# Tagalog



## louiedepalma (9 mo ago)

Anyone learned it well enough to speak fluently and understand it when spoken?

Any books you recommend?

Most of the words I know I picked up from movies. Netflix has many Filipino movies speaking tagalog with closed caption translated to english. My wife has taught me a few. Her tagalog is often wrong though.

She speaks bisaya very well.(masbate) I want to learn the more popular tagalog first.


----------



## KatanaDV20 (Mar 27, 2020)

There are some good apps out there , download some and play around with them. A couple:









Learn Tagalog Language - Drops – Apps on Google Play


Study Filipino words, and learn to speak with this visual language learning app!

Dataset content:
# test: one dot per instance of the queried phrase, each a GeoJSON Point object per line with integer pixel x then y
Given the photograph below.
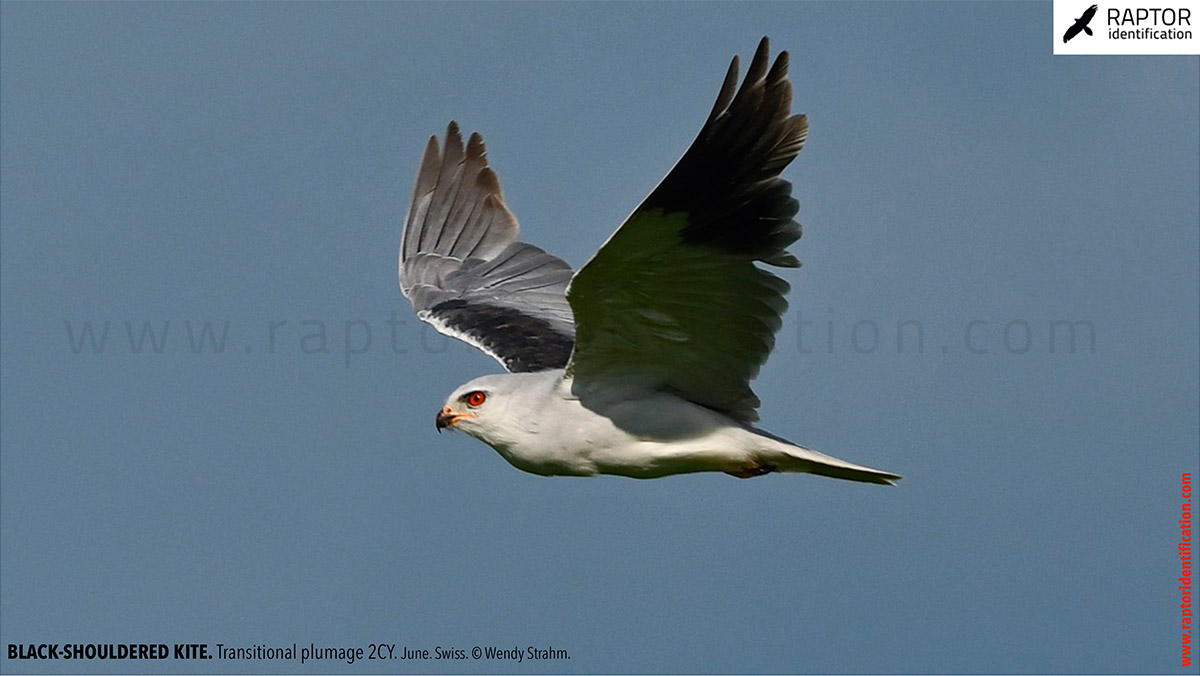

Problems to work on:
1) Answer these from the Tagalog thread:
(a) According to louiedepalma, where did most of the words they know come from?
(b) Which language does louiedepalma's wife speak very well?
(c) What does KatanaDV20 suggest doing with apps?
2) Reproduce the Tagalog thread word for word between "Anyone learned it" and "often wrong though.", inclusive.
The data stand apart from the Tagalog thread.

Responses by task:
1)
(a) From movies.
(b) Bisaya.
(c) Download some and play around with them.

2)
Anyone learned it well enough to speak fluently and understand it when spoken?

Any books you recommend?

Most of the words I know I picked up from movies. Netflix has many Filipino movies speaking tagalog with closed caption translated to english. My wife has taught me a few. Her tagalog is often wrong though.